→ **INPUT MATERIAL**:
BEGIN

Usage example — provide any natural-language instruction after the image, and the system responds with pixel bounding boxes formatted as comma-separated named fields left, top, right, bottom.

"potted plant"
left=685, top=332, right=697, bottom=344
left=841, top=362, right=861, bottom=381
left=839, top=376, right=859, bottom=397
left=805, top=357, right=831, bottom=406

END

Give back every entry above, complete and exact.

→ **ANSWER SPACE**:
Usage example — provide any natural-language instruction after the image, and the system responds with pixel bounding boxes formatted as comma-separated named fields left, top, right, bottom.

"potted plant"
left=685, top=332, right=697, bottom=344
left=841, top=362, right=861, bottom=381
left=839, top=376, right=859, bottom=397
left=805, top=357, right=831, bottom=406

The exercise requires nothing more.